TEXT BLOCK:
When that great mega-megalopolitan day comes, will those cities and their transported citizens be ready for it? Obviously, the answer is no--unless they prepare for it now. A few of the states are spending millions just to survey future needs, but the effort will not help much unless it is coordinated.

In Washington last week, a seven-man presidential task force submitted a report on the problem that recommends the federal spending of at least a million dollars on a survey to find new, faster and cheaper ways of moving people and freight through the megalopolis. Curiously, the report points out, the passenger capacity of existing intercity transportation is greater than the demand, although there is chronic congestion at the airports and along airways.

TASKS TO CARRY OUT:
1. In the passage on megalopolis transportation, list every quality the task force's proposed survey looks for in ways of moving people and freight.
2. Write the next paragraph of the passage on megalopolis transportation, picking up after its final sentence.

DATASET EXCERPTS:

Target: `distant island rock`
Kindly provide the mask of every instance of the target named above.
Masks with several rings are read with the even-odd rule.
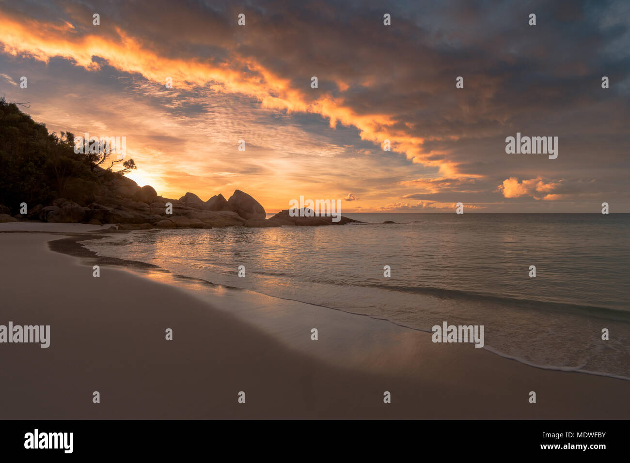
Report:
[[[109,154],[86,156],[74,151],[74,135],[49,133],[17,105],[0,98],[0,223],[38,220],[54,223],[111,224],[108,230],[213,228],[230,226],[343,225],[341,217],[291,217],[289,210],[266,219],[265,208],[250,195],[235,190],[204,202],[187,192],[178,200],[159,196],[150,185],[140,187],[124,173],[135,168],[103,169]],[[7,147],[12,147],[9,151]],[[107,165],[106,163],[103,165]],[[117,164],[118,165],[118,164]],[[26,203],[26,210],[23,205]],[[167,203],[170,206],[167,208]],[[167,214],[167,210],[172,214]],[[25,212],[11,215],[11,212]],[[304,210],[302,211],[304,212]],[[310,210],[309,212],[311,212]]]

* * *

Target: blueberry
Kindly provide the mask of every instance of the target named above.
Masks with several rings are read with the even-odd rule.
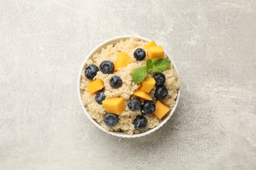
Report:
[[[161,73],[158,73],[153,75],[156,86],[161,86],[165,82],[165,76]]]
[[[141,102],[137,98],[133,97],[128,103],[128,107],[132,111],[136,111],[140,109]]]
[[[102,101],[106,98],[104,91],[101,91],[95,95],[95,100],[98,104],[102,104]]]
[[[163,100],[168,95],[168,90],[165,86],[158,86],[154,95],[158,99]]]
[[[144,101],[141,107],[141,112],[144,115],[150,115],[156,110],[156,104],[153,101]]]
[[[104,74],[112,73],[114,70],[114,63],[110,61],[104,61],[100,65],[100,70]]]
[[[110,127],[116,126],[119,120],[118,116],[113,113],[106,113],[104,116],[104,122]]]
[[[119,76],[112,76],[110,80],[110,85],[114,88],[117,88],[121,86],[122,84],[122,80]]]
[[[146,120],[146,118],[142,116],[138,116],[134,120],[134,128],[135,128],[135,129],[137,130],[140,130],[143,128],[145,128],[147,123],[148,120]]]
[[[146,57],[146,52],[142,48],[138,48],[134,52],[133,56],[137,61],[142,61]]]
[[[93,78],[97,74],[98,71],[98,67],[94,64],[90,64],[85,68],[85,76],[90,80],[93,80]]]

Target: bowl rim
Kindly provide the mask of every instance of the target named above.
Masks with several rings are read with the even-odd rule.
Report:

REPLIES:
1. new, faster, cheaper

2.
The problem that needs examination, then, is the deficiency of service--frequency, comfort, convenience, speed, safety, reliability and cost. Among the possibilities listed in the report: improvement of existing railroad rights-of-way that would provide line-haul running speeds of 100-150 m.p.h.; new railroad rights-of-way or "tubes" to provide speeds of perhaps 200 m.p.h.; electronically controlled auto or bus highway systems; "ground and surface effects machines'"--that is, vehicles that ride on a cushion of air over land or water; improvement of helicopter services and development of VTOL aircraft (vertical take-off-and-landing craft"); and improvement of high-speed hydrofoil boats.